**What is needed**:
Copy the records below word for word. Stop after the line that contains "Where can the short".

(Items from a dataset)
==================================================

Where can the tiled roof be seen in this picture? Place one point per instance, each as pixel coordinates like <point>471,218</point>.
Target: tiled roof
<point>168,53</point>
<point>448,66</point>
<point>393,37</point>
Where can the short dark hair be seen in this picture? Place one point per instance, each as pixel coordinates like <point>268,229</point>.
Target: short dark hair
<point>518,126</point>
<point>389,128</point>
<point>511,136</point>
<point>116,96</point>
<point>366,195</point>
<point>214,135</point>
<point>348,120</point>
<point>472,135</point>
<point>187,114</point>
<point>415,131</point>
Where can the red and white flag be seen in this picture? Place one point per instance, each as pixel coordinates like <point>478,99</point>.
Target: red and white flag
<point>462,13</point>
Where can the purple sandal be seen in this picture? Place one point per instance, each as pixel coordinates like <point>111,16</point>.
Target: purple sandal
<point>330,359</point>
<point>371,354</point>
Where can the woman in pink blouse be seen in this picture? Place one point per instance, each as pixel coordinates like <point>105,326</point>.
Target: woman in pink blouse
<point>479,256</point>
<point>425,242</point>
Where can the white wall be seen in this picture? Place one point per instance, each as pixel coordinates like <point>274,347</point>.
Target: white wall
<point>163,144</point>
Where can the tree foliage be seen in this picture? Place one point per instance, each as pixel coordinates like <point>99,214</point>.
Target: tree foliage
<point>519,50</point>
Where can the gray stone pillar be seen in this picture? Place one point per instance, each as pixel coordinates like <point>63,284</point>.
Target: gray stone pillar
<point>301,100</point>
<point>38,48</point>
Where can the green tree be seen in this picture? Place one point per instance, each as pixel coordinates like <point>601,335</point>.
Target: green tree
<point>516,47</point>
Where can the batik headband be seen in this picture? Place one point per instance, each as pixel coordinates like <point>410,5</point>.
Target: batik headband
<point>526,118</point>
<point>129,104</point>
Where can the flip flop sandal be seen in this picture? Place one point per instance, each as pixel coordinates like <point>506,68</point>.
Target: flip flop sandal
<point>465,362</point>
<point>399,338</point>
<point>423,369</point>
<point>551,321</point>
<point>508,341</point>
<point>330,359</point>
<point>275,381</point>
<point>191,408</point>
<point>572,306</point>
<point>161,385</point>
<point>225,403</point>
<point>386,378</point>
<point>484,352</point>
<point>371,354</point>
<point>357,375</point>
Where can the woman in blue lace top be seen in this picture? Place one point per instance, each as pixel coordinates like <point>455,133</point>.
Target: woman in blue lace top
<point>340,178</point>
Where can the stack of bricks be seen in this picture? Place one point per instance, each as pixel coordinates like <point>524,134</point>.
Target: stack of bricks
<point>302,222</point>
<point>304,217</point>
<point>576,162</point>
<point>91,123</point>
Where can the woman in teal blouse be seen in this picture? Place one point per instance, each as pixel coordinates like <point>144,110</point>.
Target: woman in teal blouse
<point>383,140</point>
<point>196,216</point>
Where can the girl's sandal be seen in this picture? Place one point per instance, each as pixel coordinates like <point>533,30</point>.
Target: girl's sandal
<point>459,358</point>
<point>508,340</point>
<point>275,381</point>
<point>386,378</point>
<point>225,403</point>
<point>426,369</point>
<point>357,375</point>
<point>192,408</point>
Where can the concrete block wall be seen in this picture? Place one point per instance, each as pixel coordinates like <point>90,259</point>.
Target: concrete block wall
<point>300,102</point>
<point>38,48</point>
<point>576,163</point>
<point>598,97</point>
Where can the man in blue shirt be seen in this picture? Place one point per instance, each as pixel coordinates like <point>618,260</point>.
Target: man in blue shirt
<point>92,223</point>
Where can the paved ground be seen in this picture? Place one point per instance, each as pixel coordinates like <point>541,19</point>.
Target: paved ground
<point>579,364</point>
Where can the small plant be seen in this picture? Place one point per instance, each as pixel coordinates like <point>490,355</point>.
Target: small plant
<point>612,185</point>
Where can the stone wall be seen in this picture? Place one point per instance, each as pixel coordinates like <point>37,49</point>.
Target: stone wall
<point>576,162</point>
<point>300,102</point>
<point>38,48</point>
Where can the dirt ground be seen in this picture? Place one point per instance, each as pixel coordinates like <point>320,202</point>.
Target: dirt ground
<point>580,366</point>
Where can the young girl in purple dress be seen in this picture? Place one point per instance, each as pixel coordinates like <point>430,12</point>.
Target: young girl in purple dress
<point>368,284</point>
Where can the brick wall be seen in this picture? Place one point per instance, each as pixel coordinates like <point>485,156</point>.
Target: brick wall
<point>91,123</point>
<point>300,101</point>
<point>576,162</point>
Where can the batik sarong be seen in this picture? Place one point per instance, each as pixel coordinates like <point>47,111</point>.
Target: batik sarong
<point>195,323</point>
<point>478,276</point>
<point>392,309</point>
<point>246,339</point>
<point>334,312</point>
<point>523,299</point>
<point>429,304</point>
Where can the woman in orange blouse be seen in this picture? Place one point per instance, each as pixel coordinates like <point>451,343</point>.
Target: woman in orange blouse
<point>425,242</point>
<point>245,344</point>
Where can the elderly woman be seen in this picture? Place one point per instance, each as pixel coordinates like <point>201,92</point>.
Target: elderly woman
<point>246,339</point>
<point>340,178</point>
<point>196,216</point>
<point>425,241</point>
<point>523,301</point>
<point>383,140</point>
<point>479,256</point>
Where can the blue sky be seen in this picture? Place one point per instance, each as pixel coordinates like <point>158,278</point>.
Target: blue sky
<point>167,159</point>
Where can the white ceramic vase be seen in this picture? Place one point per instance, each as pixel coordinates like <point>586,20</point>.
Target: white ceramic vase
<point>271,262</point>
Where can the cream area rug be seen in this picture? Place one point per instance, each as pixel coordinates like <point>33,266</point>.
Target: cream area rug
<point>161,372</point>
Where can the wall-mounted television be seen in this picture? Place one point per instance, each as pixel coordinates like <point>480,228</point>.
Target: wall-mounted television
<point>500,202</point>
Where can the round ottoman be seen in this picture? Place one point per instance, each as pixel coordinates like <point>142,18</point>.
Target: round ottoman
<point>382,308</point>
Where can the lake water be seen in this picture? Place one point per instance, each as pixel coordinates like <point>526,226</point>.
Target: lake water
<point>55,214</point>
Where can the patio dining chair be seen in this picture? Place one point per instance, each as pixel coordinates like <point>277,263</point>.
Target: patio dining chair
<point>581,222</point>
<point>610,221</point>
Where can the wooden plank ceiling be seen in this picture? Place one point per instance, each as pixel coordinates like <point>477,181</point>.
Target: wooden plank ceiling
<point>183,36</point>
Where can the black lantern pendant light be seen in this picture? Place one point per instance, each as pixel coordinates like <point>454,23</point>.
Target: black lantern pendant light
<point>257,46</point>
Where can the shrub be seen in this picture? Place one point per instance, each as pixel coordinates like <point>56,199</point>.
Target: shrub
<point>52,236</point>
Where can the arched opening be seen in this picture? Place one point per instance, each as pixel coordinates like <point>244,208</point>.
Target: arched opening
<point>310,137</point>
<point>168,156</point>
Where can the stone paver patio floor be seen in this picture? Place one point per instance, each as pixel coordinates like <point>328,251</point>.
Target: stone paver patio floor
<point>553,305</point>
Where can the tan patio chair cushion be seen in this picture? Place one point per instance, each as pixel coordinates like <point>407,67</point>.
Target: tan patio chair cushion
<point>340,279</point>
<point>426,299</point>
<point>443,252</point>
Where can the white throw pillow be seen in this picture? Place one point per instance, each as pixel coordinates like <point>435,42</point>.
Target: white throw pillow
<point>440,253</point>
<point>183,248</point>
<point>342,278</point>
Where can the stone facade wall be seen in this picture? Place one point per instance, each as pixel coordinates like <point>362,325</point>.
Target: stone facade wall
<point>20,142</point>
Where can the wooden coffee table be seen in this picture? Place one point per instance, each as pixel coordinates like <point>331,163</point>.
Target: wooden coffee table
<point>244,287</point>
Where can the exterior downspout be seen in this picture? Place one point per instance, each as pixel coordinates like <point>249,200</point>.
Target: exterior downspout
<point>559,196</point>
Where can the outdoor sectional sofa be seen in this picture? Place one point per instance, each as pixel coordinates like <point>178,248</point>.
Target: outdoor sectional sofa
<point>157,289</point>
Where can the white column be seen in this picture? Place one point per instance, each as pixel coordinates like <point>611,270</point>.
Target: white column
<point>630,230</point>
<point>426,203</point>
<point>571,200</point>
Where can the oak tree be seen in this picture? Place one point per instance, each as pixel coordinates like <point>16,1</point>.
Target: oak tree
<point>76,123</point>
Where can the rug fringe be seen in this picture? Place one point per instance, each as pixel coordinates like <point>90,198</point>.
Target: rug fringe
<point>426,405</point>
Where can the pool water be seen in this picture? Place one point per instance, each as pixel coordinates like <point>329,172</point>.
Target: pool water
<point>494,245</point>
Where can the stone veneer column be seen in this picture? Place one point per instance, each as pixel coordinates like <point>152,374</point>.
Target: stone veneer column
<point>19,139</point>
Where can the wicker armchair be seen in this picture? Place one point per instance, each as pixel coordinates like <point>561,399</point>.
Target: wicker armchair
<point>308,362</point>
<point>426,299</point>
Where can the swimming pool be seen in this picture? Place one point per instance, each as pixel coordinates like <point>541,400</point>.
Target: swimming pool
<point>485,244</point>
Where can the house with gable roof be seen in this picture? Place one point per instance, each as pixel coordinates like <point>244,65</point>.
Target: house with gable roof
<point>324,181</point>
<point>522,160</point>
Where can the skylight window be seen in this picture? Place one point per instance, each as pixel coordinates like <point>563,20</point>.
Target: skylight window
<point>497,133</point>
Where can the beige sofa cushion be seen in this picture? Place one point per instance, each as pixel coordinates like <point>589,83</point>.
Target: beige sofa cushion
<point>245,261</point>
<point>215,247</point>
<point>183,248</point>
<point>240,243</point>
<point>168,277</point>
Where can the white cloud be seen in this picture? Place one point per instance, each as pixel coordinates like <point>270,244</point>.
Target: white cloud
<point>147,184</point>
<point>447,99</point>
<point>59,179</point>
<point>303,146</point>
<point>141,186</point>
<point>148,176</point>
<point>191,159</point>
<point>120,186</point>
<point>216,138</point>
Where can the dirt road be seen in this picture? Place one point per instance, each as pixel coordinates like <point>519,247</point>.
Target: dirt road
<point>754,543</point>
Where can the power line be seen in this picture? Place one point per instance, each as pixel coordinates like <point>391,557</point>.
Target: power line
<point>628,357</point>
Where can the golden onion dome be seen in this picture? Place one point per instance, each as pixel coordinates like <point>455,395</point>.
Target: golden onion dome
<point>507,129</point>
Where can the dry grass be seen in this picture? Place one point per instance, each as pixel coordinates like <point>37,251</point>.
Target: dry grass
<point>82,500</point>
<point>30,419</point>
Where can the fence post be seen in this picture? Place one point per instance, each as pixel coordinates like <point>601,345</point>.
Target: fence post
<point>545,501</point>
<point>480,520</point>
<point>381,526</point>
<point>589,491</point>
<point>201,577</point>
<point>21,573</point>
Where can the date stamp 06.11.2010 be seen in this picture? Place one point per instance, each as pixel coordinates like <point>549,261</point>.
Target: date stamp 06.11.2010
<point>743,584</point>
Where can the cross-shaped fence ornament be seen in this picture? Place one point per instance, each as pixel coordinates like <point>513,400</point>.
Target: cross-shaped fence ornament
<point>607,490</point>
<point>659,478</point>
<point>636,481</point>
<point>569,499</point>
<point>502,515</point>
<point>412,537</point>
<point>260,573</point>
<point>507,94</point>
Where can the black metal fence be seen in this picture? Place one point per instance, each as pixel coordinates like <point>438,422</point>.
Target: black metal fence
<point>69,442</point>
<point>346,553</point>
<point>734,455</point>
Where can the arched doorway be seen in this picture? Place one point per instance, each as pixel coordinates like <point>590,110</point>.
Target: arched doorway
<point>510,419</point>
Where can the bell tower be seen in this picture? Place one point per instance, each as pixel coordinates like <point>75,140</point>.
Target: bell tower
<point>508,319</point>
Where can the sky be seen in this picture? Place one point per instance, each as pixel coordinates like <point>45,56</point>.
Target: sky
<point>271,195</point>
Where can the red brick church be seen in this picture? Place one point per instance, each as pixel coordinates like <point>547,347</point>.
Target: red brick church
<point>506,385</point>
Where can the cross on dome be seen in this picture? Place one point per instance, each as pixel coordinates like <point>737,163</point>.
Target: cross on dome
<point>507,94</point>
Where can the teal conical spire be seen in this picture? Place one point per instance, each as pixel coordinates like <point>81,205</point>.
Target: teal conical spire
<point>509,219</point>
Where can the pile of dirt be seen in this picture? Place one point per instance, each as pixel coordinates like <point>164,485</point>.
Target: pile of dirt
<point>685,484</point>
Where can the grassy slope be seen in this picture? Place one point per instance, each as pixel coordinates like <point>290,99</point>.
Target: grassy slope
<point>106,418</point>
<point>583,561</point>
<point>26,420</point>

==================================================

**Response for this exercise**:
Where can the tiled roof be seen in this picture? Place one point per instance, each as pixel coordinates like <point>471,218</point>.
Target: tiled roof
<point>168,53</point>
<point>448,66</point>
<point>393,37</point>
Where can the short dark hair be seen in this picture? Place one point per instance, each as pixel coordinates like <point>268,229</point>.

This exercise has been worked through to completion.